▶ **What you need to do**: Pull together every line from the items below that contains the string "wall", copying each one in full.

===============

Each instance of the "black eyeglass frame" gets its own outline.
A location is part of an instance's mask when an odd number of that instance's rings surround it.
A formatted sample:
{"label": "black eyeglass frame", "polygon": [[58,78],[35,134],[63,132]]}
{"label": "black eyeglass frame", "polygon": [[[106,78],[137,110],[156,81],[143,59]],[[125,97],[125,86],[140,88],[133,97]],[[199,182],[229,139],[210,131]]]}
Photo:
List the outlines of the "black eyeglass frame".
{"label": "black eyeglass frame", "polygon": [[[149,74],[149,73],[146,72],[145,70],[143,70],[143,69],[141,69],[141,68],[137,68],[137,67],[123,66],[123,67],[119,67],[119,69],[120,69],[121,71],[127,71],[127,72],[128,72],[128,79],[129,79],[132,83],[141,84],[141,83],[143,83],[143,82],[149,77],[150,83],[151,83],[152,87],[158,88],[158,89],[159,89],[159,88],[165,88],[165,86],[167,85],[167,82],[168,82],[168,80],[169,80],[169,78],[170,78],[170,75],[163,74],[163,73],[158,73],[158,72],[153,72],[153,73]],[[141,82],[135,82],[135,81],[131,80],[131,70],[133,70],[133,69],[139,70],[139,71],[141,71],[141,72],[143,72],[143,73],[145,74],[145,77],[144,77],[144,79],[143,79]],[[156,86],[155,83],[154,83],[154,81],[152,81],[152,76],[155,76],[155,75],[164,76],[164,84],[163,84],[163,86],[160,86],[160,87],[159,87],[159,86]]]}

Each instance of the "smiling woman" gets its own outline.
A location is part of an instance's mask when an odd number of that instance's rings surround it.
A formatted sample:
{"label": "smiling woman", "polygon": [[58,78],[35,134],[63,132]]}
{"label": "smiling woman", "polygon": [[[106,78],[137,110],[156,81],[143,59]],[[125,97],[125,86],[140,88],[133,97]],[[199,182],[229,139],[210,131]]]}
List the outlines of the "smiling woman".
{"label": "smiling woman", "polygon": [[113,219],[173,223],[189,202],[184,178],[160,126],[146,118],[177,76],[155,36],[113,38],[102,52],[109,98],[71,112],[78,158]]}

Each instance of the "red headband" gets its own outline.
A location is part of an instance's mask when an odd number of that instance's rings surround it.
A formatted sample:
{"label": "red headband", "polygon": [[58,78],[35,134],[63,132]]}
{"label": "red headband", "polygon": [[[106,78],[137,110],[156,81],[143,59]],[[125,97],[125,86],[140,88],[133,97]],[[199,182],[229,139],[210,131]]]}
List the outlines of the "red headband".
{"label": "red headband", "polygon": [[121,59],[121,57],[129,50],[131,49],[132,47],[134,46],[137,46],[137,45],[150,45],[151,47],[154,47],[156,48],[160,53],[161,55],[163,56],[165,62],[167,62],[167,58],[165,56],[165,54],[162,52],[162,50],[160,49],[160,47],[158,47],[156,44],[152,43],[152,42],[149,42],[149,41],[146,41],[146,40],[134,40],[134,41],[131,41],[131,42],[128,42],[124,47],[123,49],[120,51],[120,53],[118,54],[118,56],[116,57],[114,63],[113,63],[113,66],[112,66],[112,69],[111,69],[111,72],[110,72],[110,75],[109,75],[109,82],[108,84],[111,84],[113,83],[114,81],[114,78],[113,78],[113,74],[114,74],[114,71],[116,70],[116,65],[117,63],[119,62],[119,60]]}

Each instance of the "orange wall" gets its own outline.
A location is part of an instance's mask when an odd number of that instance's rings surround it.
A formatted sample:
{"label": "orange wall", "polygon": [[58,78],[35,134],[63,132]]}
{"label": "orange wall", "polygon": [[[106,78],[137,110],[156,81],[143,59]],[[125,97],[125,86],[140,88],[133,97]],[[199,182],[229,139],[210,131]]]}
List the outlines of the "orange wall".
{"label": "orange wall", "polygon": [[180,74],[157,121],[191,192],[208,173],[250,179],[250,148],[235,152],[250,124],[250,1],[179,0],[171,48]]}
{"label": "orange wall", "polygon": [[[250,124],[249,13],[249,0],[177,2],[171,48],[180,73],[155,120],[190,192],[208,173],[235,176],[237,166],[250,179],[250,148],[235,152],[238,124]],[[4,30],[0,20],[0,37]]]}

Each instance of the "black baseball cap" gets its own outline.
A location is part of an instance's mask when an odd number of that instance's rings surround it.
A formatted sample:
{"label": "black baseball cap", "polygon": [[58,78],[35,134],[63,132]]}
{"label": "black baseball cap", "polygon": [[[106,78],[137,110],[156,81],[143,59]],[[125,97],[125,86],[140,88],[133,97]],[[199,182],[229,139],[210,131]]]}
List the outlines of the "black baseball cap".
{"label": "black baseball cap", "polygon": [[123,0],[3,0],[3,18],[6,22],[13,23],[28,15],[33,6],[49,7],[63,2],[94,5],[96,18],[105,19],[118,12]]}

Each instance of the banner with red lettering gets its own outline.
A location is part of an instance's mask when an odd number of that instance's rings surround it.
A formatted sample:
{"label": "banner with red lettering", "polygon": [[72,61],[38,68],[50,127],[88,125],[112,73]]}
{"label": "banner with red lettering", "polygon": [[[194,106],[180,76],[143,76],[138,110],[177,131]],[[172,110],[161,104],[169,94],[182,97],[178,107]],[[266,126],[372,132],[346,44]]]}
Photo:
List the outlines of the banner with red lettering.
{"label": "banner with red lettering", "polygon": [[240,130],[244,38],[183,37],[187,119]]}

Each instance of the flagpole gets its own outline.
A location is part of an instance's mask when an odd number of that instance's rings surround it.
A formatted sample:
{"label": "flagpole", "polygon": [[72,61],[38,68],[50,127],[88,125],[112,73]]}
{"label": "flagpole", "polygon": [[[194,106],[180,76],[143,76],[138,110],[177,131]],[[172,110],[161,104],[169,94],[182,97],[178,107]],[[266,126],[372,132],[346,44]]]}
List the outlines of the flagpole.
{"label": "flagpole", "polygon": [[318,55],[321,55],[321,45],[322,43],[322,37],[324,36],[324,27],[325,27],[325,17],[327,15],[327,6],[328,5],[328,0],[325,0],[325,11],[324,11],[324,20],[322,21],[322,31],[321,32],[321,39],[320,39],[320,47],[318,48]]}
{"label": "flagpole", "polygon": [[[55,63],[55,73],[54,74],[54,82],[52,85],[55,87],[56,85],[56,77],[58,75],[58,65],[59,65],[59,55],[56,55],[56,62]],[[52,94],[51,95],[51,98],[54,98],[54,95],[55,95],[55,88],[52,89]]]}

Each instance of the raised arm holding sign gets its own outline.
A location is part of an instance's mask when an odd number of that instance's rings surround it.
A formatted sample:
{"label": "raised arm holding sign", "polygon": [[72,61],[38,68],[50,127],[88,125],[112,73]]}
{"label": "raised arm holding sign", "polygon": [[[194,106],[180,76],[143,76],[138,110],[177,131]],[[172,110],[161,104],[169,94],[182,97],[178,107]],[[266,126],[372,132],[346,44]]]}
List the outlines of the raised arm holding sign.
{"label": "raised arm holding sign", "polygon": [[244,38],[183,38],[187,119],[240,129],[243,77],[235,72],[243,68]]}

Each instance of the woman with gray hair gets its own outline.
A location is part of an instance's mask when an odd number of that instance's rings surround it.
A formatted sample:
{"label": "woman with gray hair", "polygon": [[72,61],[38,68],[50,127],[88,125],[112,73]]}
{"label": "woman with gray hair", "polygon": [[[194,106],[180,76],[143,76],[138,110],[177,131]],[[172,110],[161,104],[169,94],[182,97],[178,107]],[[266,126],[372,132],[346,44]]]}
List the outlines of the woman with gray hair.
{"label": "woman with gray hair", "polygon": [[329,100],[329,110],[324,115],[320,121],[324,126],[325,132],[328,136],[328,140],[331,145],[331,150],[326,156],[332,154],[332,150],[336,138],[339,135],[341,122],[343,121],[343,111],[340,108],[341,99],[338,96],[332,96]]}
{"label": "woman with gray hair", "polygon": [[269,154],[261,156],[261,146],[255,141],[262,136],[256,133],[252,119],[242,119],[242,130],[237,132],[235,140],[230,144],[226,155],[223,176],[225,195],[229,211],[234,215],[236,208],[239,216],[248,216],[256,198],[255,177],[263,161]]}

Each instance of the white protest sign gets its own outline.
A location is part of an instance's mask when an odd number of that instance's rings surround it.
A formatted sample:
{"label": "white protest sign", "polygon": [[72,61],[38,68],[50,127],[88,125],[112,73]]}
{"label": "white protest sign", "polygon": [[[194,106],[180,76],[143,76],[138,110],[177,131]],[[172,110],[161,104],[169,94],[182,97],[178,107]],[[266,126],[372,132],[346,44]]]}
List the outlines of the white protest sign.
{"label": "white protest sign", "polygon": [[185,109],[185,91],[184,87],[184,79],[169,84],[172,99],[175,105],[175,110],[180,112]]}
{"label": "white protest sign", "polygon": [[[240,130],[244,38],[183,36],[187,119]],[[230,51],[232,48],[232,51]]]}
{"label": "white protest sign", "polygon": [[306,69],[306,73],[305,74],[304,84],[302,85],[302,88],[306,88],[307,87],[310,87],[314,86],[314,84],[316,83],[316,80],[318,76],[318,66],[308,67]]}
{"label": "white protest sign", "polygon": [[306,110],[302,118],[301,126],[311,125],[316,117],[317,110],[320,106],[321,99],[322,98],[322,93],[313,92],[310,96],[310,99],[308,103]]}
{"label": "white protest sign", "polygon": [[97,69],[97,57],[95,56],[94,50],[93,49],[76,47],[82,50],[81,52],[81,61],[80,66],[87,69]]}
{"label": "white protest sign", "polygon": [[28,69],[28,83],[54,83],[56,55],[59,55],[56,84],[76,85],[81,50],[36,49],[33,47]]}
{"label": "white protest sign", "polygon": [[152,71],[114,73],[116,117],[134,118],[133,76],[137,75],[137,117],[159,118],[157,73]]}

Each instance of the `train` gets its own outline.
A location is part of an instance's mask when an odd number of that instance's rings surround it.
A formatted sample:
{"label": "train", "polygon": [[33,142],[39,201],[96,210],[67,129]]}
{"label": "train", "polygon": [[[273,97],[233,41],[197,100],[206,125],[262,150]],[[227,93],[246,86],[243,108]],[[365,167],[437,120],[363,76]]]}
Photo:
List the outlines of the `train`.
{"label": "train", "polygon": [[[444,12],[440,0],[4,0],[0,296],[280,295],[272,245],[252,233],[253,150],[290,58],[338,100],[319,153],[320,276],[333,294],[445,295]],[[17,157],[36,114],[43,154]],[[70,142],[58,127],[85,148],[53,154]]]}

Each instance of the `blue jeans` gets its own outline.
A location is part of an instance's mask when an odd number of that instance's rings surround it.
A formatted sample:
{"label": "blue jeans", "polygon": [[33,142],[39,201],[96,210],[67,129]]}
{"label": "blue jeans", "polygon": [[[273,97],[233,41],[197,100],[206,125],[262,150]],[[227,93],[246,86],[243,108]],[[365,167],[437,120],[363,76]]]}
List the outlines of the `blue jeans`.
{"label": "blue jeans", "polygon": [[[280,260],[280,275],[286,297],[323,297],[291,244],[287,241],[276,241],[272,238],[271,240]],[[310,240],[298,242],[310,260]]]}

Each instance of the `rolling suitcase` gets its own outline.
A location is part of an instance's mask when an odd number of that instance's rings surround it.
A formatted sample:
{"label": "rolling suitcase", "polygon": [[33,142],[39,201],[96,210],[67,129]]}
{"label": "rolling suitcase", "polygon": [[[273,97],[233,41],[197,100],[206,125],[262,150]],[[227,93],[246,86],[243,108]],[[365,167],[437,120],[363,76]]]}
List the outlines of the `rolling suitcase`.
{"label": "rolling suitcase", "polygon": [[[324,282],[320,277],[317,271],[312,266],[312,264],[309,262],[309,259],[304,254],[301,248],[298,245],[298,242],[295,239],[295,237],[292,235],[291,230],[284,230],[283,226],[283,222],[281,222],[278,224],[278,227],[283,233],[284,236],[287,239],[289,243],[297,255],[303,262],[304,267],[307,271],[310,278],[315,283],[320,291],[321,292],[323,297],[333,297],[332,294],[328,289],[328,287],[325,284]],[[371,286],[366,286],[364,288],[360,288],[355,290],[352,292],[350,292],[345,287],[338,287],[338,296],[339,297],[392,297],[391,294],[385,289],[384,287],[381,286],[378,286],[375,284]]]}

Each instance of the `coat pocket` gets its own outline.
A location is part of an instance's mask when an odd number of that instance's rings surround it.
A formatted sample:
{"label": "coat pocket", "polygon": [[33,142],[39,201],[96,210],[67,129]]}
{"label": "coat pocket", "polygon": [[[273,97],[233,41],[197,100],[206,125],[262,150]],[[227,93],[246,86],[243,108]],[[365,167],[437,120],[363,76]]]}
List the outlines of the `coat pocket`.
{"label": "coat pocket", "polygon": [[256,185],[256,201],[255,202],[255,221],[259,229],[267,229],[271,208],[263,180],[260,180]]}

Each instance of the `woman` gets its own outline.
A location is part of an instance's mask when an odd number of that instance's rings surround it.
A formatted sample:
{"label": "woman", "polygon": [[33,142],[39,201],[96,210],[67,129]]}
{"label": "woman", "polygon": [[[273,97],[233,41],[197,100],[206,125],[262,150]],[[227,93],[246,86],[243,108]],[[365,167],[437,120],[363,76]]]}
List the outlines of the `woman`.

===============

▶ **Full solution**:
Each instance of the "orange wall" gets its own outline.
{"label": "orange wall", "polygon": [[58,78],[35,134],[63,132]]}
{"label": "orange wall", "polygon": [[[106,78],[137,110],[156,81],[143,59]],[[125,97],[125,86],[140,88],[133,97]],[[199,182],[229,139],[210,131]]]}
List the outlines of the "orange wall".
{"label": "orange wall", "polygon": [[180,74],[157,121],[191,192],[208,173],[250,179],[250,148],[235,152],[250,124],[250,1],[179,0],[171,48]]}
{"label": "orange wall", "polygon": [[[250,124],[249,13],[249,0],[177,2],[171,48],[180,73],[155,120],[190,192],[208,173],[235,176],[237,166],[250,179],[250,148],[235,152],[238,124]],[[4,30],[0,20],[0,37]]]}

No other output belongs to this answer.